Work required: Rewrite the lines below as a JSON list of strings, one string per line, omitting any blank lines.

Data records
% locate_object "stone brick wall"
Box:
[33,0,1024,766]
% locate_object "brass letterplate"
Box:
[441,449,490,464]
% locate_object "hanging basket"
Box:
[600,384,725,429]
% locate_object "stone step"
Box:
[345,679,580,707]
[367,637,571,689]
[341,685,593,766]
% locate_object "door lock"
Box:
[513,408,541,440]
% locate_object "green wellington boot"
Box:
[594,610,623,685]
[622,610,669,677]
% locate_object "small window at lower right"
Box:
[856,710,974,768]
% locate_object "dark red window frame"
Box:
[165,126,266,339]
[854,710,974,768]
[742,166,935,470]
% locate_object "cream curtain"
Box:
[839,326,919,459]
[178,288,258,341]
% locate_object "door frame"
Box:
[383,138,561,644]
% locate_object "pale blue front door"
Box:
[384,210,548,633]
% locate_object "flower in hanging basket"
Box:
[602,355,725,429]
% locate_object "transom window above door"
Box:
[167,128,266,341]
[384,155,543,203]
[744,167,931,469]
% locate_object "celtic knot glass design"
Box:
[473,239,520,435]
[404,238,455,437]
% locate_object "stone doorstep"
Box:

Correct result:
[
  "% locate_object \"stone brick wall\"",
  "Box:",
  "[33,0,1024,766]",
  "% locate_object \"brass letterplate\"",
  "Box:",
  "[441,449,490,464]",
  "% locate_object \"hanging basket\"",
  "Box:",
  "[600,384,725,429]",
  "% locate_object \"stone step\"",
  "Box:",
  "[345,679,580,707]",
  "[367,637,571,689]",
  "[341,685,593,766]",
  "% locate_object \"door lock\"",
  "Box:",
  "[513,408,541,440]",
  "% locate_object \"green wellington boot\"",
  "Box:",
  "[594,610,623,685]",
  "[622,610,669,677]",
  "% locate_object \"small window at lower right\"",
  "Box:",
  "[856,710,974,768]",
  "% locate_object \"dark red window frame\"",
  "Box:",
  "[165,126,266,339]",
  "[854,710,974,768]",
  "[742,166,935,470]",
  "% locate_object \"cream curtain\"",
  "Box:",
  "[839,326,919,459]",
  "[178,288,258,341]",
  "% locate_object \"door frame\"",
  "Box:",
  "[383,138,561,644]",
  "% locate_object \"pale blue front door\"",
  "Box:",
  "[384,210,548,633]",
  "% locate_object \"flower in hanging basket\"",
  "Box:",
  "[602,355,725,429]",
  "% locate_object \"transom window above door\"",
  "Box:",
  "[167,128,266,341]",
  "[384,155,543,203]",
  "[744,167,931,469]",
  "% locate_object \"celtic knot glass design\"",
  "Box:",
  "[473,239,520,435]",
  "[404,238,455,437]",
  "% locate_object \"stone doorstep\"",
  "Box:"
]